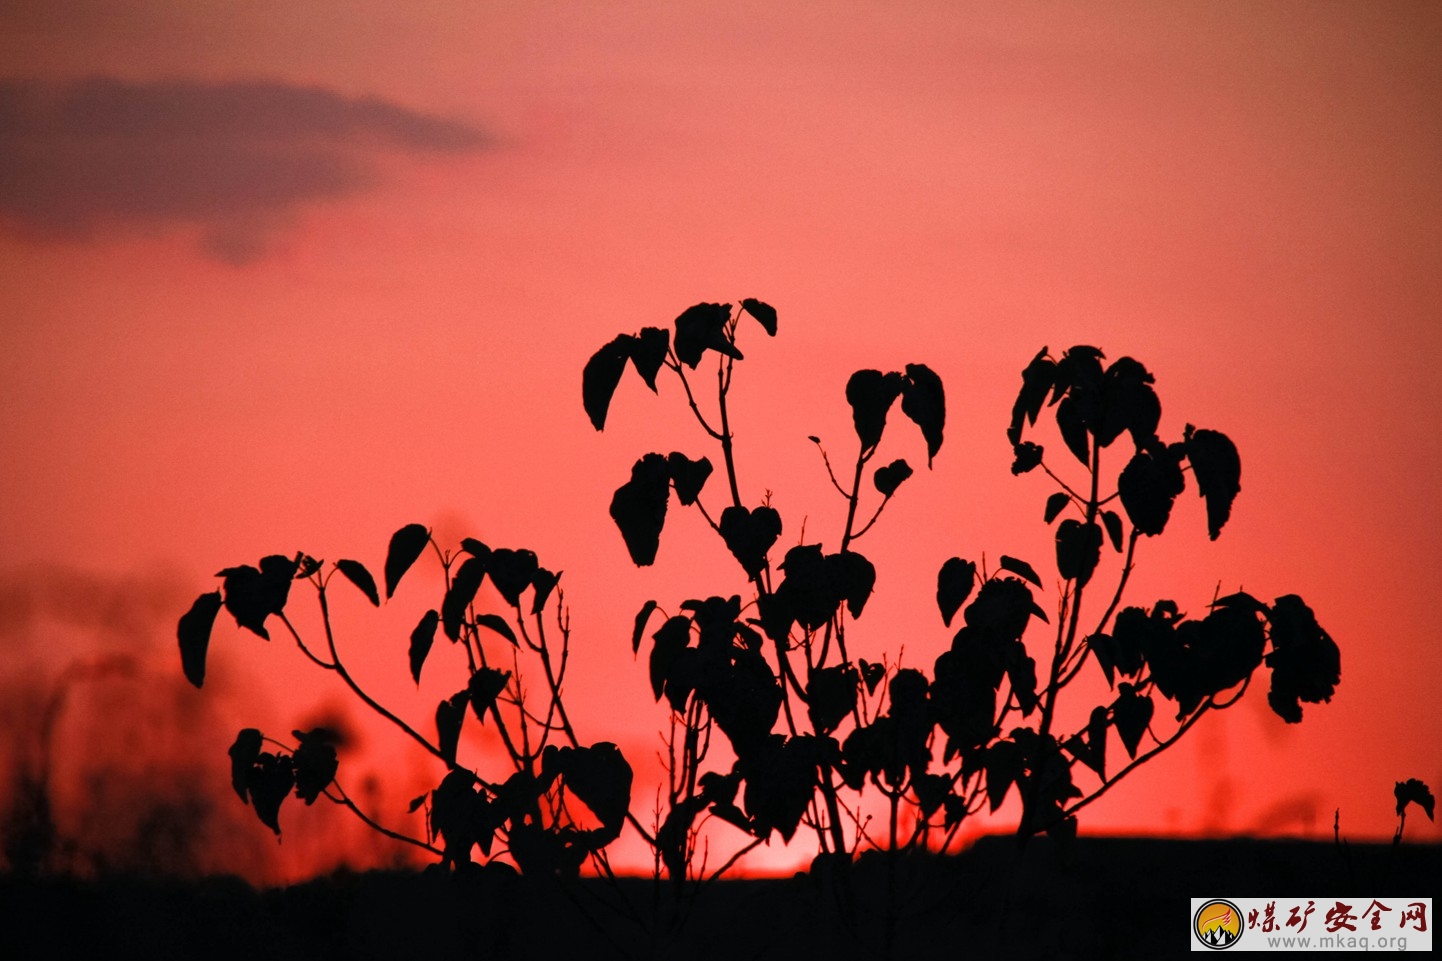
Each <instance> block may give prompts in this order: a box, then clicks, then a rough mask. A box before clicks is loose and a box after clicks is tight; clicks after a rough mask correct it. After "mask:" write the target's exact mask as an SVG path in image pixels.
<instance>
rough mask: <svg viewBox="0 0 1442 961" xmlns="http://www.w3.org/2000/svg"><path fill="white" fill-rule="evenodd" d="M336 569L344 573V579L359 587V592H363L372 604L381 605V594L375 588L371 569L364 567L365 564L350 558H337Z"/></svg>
mask: <svg viewBox="0 0 1442 961" xmlns="http://www.w3.org/2000/svg"><path fill="white" fill-rule="evenodd" d="M336 570H339V571H340V573H342V574H345V576H346V580H349V582H350V583H352V584H355V586H356V587H359V589H361V593H362V594H365V596H366V597H368V599H369V600H371V603H372V605H375V606H376V607H379V606H381V596H379V594H378V593H376V590H375V577H372V576H371V571H368V570H366V569H365V564H362V563H361V561H352V560H337V561H336Z"/></svg>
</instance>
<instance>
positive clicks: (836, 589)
mask: <svg viewBox="0 0 1442 961" xmlns="http://www.w3.org/2000/svg"><path fill="white" fill-rule="evenodd" d="M825 566H826V577H828V580H829V582H831V586H832V590H833V592H835V593H836V597H838V599H839V600H845V602H846V610H849V612H851V616H852V618H859V616H861V612H862V610H864V609H865V606H867V599H868V597H871V590H872V589H874V587H875V584H877V569H875V566H874V564H872V563H871V561H870V560H867V558H865V557H862V556H861V554H858V553H857V551H842V553H839V554H828V556H826V560H825Z"/></svg>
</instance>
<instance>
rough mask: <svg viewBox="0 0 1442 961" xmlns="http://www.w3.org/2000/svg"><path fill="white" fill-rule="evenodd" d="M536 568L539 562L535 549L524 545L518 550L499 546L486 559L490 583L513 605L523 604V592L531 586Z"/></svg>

▶ **HOW TO COMPLETE THIS TASK**
Rewrite the data above with "rough mask" switched to "coarse mask" wherever it occurs, keeping everything else as it is and leaving out the pictures.

▶ **WRITTEN ANSWER**
Each <instance> block may give prompts in this order: a box, then clicks, then a coarse mask. A box before clicks is loose and a box after clicks is tight; clicks after a coarse mask correct it. After "mask:" write the target's exact mask as an SVG path in image pixels.
<instance>
coarse mask: <svg viewBox="0 0 1442 961" xmlns="http://www.w3.org/2000/svg"><path fill="white" fill-rule="evenodd" d="M336 569L344 573V579L359 587V592H363L372 604L381 605V594L375 588L371 569L364 567L365 564L350 558H337Z"/></svg>
mask: <svg viewBox="0 0 1442 961" xmlns="http://www.w3.org/2000/svg"><path fill="white" fill-rule="evenodd" d="M336 570H339V571H340V573H342V574H345V576H346V580H349V582H350V583H352V584H355V586H356V587H359V589H361V593H362V594H365V596H366V597H368V599H369V600H371V603H372V605H375V606H376V607H379V606H381V596H379V594H378V593H376V590H375V577H372V576H371V571H368V570H366V569H365V564H362V563H361V561H352V560H337V561H336Z"/></svg>
</instance>
<instance>
positive clicks: (836, 589)
mask: <svg viewBox="0 0 1442 961" xmlns="http://www.w3.org/2000/svg"><path fill="white" fill-rule="evenodd" d="M825 566H826V577H828V580H829V582H831V586H832V590H833V592H835V593H836V597H838V599H839V600H845V602H846V610H849V612H851V616H852V618H859V616H861V612H862V610H864V609H865V606H867V599H868V597H871V590H872V589H874V587H875V584H877V569H875V566H874V564H872V563H871V561H870V560H867V558H865V557H862V556H861V554H858V553H857V551H842V553H839V554H828V556H826V560H825Z"/></svg>
</instance>
<instance>
coarse mask: <svg viewBox="0 0 1442 961" xmlns="http://www.w3.org/2000/svg"><path fill="white" fill-rule="evenodd" d="M536 568L539 562L535 549L524 545L518 550L499 546L486 559L490 583L513 605L523 604V592L531 586Z"/></svg>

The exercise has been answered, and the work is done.